• [AIM OF THE EXERCISE]
In the forum thread on the Legendre transform below, at what value of x does the reply say f is not differentiable?

• [QUOTED PASSAGE]
I am looking at f(x) = (|x|+1)2. I write this as

$$f(x) = \left\{ {\begin{array}{*{20}c} {x^2 + 1 + 2x\,\,\,\,\,\,\,\,\,\,\,\,\,for\,\,\,\,x > 0} \\ {x^2 + 1 - 2x\,\,\,\,\,\,\,\,\,\,\,\,\,for\,\,\,\,x < 0} \\ {1\,\,\,\,\,\,\,\,\,\,\,\,\,\,\,\,\,\,\,\,\,\,\,\,\,\,\,\,\,\,for\,\,\,\,x = 0} \\ \end{array}} \right.$$

I want to find the Legendre transform of this function. For x>0 I get the Legendre transform

f*(p) = p2/4-p-1/2.

I am a little unsure of how this works. Because I need to find the Legendre transform of f for x<0 and x=0. But how do these solutions get "patched" together?

#### HallsofIvy

I don't get that at all. For x> 0, f is differentiable so f*(p) is just -f(x) where x is such that f'(x)= p. Here, f'(x)= 2x+ 2= p when x= (p-2)/2. So f*(p)= -f((p-2)/2)= -((p-2)2/4+ 1+ 2(p-1)/2)= -((1/4)p2- p+ 1+ 1+ p- 2)= -(1/4)p^2.

Similarly, for x< 0, f'(x)= 2x- 2= p when x= (p+2)/2. So F*(p)= -f((p+2)/2)= -)(p+2)2/4+ 1+ 2(p+2)/2)= -((1/4)p2+ p+ 1+ 1+ p+ 2)= -(1/4)p2- 2p- 4.

f is not differentiable at x= 0 so have to go back to the basic definition: f*(0)= max(0(x)-f(x))= max -f(x). Of course, that maximum is 0: f*(0)= 0. Since f is not differentiable at 0, it Legendre transform is not continuous there and they cannot be "patched" together.

• [STORED RECORDS]
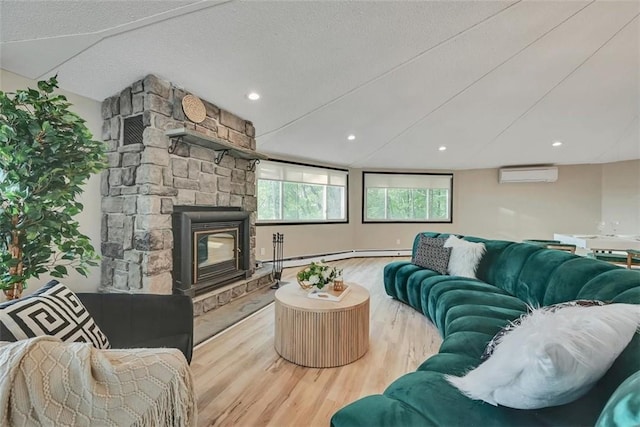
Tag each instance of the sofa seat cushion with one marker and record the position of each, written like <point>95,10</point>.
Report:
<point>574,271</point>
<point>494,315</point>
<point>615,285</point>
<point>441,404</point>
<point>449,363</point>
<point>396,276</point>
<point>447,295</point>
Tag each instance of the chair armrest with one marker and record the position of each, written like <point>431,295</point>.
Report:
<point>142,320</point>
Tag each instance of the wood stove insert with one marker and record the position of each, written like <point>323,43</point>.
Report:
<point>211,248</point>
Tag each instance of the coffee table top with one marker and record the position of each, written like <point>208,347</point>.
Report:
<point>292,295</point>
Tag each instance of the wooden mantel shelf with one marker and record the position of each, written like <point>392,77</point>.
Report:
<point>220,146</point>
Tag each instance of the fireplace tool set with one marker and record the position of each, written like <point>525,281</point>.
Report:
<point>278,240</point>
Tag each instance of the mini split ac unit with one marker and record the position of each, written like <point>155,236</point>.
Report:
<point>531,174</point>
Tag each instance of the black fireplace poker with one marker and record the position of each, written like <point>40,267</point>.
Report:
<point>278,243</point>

• [REPLY TO THE EXERCISE]
At x = 0.